**EXPLORE THE MATERIAL**
(a) List every songwriter credited on the song in the text about the song "Chills".
(b) Reproduce the stretch of the "Chills" text from "James Barker Band singles" through "the United States.", word for word.

Single by James Barker Band

from the album Game On
- Released: March 3, 2017
- Genre: Country
- Length: 3:11
- Label: Universal Canada; New Revolution;
- Songwriter(s): James Barker; Travis Wood; Gavin Slate; Donovan Woods;
- Producer(s): Todd Clark

James Barker Band singles chronology
| "Just Sayin'" (2016) | "Chills" (2017) | "It's Working" (2017) |

= Chills (James Barker Band song) =

"Chills" is a song recorded by Canadian country music group James Barker Band for their debut extended play, Game On (2017). It was released March 3, 2017 through Universal Music Canada as the collection's third single. Lead singer James Barker co-wrote the song with Gavin Slate, Donovan Woods, and Travis Wood. The song impacted American country radio on October 23, 2017, as the group's debut single in the United States.

"Chills" has become the group's most successful single to date, becoming their first release to hit number one on the Canada Country chart and their first to chart on the Canadian Hot 100. In the United States, "Chills" also became their first single to chart on the Billboard Country Airplay chart, reaching a peak position of 49.

**DATA EXCERPT**
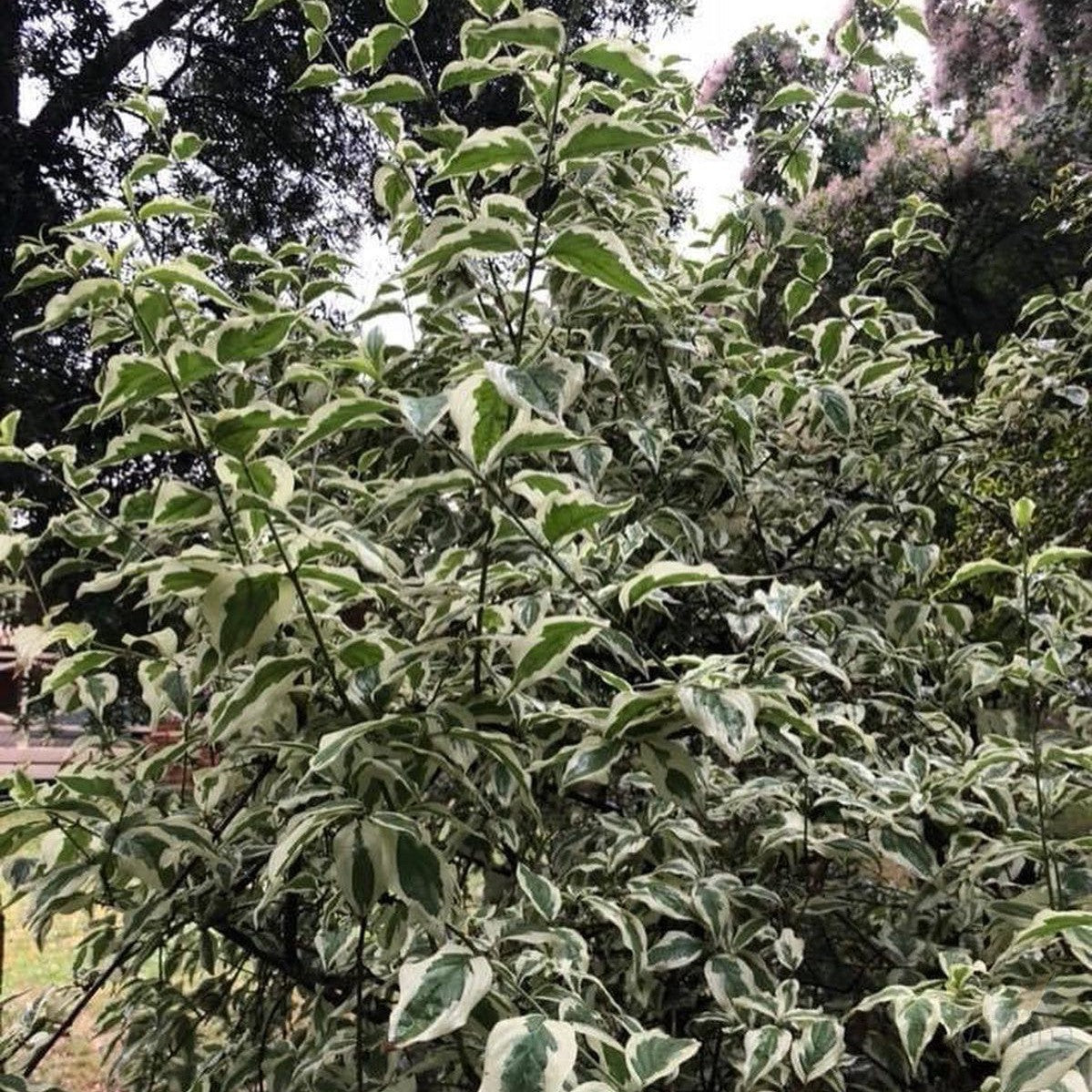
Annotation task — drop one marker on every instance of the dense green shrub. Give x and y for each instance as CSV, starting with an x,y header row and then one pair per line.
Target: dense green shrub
x,y
580,693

**RESPONSES TO THE TASKS**
(a) James Barker, Travis Wood, Gavin Slate, Donovan Woods

(b)
James Barker Band singles chronology
| "Just Sayin'" (2016) | "Chills" (2017) | "It's Working" (2017) |

= Chills (James Barker Band song) =

"Chills" is a song recorded by Canadian country music group James Barker Band for their debut extended play, Game On (2017). It was released March 3, 2017 through Universal Music Canada as the collection's third single. Lead singer James Barker co-wrote the song with Gavin Slate, Donovan Woods, and Travis Wood. The song impacted American country radio on October 23, 2017, as the group's debut single in the United States.